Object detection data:
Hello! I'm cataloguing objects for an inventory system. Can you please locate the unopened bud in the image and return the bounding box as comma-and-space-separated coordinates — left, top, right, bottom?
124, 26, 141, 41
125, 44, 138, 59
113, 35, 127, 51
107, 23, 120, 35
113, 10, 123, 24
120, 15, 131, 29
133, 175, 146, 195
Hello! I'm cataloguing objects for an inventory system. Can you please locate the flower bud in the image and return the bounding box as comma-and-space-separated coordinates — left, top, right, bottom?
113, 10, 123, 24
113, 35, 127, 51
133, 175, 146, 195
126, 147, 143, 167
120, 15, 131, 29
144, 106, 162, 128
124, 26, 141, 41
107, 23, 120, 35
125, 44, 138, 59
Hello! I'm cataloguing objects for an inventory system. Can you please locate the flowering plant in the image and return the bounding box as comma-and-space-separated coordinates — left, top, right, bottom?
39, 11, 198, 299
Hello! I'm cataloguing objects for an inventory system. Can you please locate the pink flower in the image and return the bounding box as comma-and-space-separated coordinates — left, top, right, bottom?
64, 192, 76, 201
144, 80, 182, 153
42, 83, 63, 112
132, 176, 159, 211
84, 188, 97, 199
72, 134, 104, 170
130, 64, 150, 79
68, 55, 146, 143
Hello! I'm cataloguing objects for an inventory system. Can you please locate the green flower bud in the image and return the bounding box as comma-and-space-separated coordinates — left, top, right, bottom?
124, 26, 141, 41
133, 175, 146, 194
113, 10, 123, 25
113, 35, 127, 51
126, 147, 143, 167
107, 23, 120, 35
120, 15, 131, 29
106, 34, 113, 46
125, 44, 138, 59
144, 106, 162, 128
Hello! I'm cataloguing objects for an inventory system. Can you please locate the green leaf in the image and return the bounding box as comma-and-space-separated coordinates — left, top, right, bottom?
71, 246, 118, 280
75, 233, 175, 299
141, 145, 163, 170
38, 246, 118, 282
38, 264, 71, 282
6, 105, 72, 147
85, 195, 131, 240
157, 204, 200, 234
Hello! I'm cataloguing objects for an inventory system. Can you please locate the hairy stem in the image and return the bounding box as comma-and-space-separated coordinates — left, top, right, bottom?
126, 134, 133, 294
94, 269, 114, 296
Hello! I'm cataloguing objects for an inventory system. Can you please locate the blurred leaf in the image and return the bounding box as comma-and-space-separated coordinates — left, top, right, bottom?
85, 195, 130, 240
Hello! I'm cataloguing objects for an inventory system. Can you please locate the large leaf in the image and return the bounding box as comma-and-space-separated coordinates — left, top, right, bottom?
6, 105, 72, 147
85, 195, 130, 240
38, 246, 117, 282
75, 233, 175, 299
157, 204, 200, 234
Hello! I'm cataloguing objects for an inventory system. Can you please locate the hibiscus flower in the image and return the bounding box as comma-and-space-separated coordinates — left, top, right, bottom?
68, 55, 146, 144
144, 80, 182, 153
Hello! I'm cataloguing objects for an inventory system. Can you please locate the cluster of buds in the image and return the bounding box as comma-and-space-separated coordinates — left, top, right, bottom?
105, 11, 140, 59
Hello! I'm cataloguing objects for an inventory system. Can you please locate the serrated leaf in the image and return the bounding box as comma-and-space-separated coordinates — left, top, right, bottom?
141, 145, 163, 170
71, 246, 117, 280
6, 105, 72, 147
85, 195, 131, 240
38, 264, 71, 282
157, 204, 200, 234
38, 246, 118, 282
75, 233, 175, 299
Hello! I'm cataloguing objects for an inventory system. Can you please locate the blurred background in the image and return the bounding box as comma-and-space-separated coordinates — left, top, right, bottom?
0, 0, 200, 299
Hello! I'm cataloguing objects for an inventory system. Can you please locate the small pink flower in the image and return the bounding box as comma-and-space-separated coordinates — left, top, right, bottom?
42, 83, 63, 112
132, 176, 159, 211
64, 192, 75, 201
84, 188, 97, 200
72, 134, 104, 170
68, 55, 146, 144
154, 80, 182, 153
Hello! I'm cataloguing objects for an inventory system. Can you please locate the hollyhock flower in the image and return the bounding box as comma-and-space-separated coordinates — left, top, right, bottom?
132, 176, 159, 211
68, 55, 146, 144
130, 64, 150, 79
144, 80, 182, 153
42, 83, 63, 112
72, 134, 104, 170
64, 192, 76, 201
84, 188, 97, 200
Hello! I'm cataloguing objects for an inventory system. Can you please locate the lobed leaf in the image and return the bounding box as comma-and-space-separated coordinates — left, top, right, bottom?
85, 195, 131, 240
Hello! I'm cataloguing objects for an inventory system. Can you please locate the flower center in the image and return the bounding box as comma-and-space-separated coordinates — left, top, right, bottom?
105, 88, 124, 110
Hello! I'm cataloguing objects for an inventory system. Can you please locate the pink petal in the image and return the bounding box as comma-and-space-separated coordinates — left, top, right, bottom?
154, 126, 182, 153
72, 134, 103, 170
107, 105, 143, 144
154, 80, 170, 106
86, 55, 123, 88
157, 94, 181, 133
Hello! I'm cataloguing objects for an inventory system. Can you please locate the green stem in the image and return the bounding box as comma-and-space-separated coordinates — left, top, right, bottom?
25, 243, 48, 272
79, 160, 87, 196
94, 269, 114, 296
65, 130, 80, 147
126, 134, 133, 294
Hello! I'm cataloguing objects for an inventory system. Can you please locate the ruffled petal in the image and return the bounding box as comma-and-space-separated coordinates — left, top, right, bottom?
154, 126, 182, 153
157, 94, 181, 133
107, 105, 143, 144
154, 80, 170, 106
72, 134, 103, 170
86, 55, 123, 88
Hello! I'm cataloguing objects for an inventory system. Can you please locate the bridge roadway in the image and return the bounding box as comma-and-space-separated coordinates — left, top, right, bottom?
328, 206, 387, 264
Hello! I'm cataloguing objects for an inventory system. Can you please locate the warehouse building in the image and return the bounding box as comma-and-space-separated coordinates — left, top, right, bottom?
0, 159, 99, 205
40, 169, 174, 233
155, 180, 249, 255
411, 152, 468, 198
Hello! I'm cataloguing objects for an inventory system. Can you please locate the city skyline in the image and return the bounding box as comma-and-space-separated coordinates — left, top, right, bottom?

What you should do =>
Copy out each of the items above word for word, without changing anything.

Written solution =>
Hello! I'm cataloguing objects for an inventory system. Can you please locate the unopened bud in the image and return the bounding box as comma-and-space-separated coordinates — left, top, right, bottom?
124, 26, 141, 41
125, 44, 138, 59
113, 35, 127, 51
107, 23, 120, 35
113, 10, 123, 24
120, 15, 131, 29
133, 175, 146, 195
Hello! I'm cataloguing objects for an inventory system. Can you please locate the flower bud in the image and return the bounding box as comma-and-space-separated coordinates — left, top, right, bottom?
113, 10, 123, 24
113, 35, 127, 51
133, 175, 146, 195
126, 147, 143, 167
120, 15, 131, 29
144, 106, 162, 128
124, 26, 141, 41
107, 23, 120, 35
125, 44, 138, 59
Hello! I'm cataloguing objects for an inventory system. Can you please locate the flowering plant in the image and return the bounding box as comma-and-space-separated coordinates — left, top, right, bottom?
39, 11, 198, 299
Hello! I'm cataloguing objects for an inventory system. Can you please locate the pink flower in the image and return the bounding box as comma-and-space-separated coordinates — left, top, right, bottom?
64, 192, 76, 201
144, 80, 182, 153
42, 83, 63, 112
132, 176, 159, 211
84, 188, 97, 199
72, 134, 104, 170
130, 64, 150, 79
68, 55, 146, 143
Hello! I'm cataloguing objects for an inventory system. Can you please locate the green flower bud in the image and return the bounding box as comma-and-space-separated coordinates — left, top, right, bottom?
124, 26, 141, 41
133, 175, 146, 194
113, 10, 123, 25
113, 35, 127, 51
126, 147, 143, 167
107, 23, 120, 35
120, 15, 131, 29
106, 34, 113, 46
125, 44, 138, 59
144, 106, 162, 128
Hello! I'm cataloguing objects for an inventory system. Can you please locate the green leaf in the image and return the bounding box as comma-and-space-separated coordinates — left, top, right, bottom?
71, 246, 118, 280
75, 233, 175, 299
141, 145, 163, 170
38, 246, 118, 282
38, 264, 71, 282
6, 105, 72, 147
85, 195, 131, 240
157, 204, 200, 234
Hello! I'm cataloguing objects for an inventory system. Can you please locate the hairy stem in the image and return the bounding box as comma-and-space-separated coordinates — left, top, right, bottom?
126, 134, 133, 294
94, 269, 114, 296
Hello! I'm cataloguing objects for an inventory system. Can you please locate the blurred leaf in the image and return the bounding box as comma-and-space-separated coordinates — left, top, right, bottom?
85, 195, 130, 240
Hello! I'm cataloguing objects for an inventory system. Can you please locate the large leaf in the image and return the bounding box as comma-and-space-separated coordinates — left, top, right, bottom?
6, 105, 72, 147
85, 195, 130, 240
38, 246, 117, 282
75, 233, 175, 299
157, 204, 200, 234
Hello! I'm cataloguing objects for an inventory system. Can you please locate the hibiscus flower in the image and return the bounding box as comma-and-space-separated coordinates — left, top, right, bottom?
68, 55, 146, 144
144, 80, 182, 153
Hello! I'm cataloguing objects for an inventory system. Can you please locate the cluster of buds in the image and return the bounding box as comma-and-space-separated coordinates — left, top, right, bottom?
105, 11, 140, 59
Hello! I'm cataloguing objects for an inventory system. Can you please locate the serrated leaf in the image and return the bounding box as comma-and-space-separated coordinates — left, top, right, bottom?
141, 145, 163, 170
71, 246, 117, 280
6, 105, 72, 147
85, 195, 131, 240
38, 264, 71, 282
157, 204, 200, 234
38, 246, 118, 282
75, 233, 175, 299
Hello! I'm cataloguing objects for an inventory system. Can you please locate the blurred background in the image and return the bounding box as comma-and-space-separated coordinates — left, top, right, bottom?
0, 0, 200, 299
Hello! I'm cataloguing objects for an inventory system. Can you please locate the small pink flower in the image and return the bounding box as comma-and-space-separated coordinates — left, top, right, bottom?
42, 83, 63, 112
132, 176, 159, 211
64, 192, 75, 201
84, 188, 97, 200
72, 134, 104, 170
68, 55, 146, 144
154, 80, 182, 153
Hello! I'm cataloguing objects for an inventory system. Can you please locate the hollyhock flower in the image and return the bounding box as comma-and-space-separated coordinates — left, top, right, bottom?
132, 176, 159, 211
68, 55, 146, 144
130, 64, 150, 79
144, 80, 182, 153
42, 83, 63, 112
72, 134, 104, 170
64, 192, 76, 201
84, 188, 97, 200
Hello! I'm cataloguing objects for an inventory system. Can you please locate the lobed leaf in the image and return the bounding box as comma-and-space-separated coordinates — left, top, right, bottom?
85, 195, 131, 240
Hello! I'm cataloguing objects for an inventory system. Can you please locate the flower center in the image and return the bounding box as comma-and-space-separated coordinates — left, top, right, bottom?
105, 88, 124, 110
Hello! I'm cataloguing objects for an inventory system. Can you please locate the pink petal in the image and return the bounding box as comma-and-space-separated coordinates — left, top, right, bottom?
154, 126, 182, 153
72, 134, 103, 170
107, 105, 143, 144
154, 80, 170, 106
86, 55, 123, 88
157, 94, 181, 133
Hello! I'm cataloguing objects for an inventory system. Can you please locate the green stem in the image and return the bounding box as comma-and-space-separated coordinates — left, top, right, bottom?
25, 243, 48, 272
79, 160, 87, 196
94, 269, 114, 296
65, 130, 80, 147
126, 134, 133, 294
Hello! I'm cataloguing objects for an inventory system. Can you please locate the ruffled petal in the image and return the bounding box as comma-and-space-separated coordinates — left, top, right, bottom?
154, 126, 182, 153
157, 94, 181, 133
107, 105, 143, 144
154, 80, 170, 106
72, 134, 103, 170
86, 55, 123, 88
Hello! I'm cataloguing objects for an inventory system. Can you please locate the bridge roadway in the image and return the bounding box as comma-and-space-separated coordinates — left, top, right, bottom?
328, 206, 387, 264
Hello! I'm cataloguing objects for an inventory system. Can you please locate the warehouse building in the image and return the bounding box as comma-and-space-separated coordinates — left, top, right, bottom?
0, 159, 99, 205
40, 169, 174, 233
155, 180, 249, 255
411, 152, 468, 198
Hello! I'm cataloguing objects for an inventory system. Can you please locate the city skyline in the image and return the bounding box as comma-and-space-separated coordinates — left, top, right, bottom?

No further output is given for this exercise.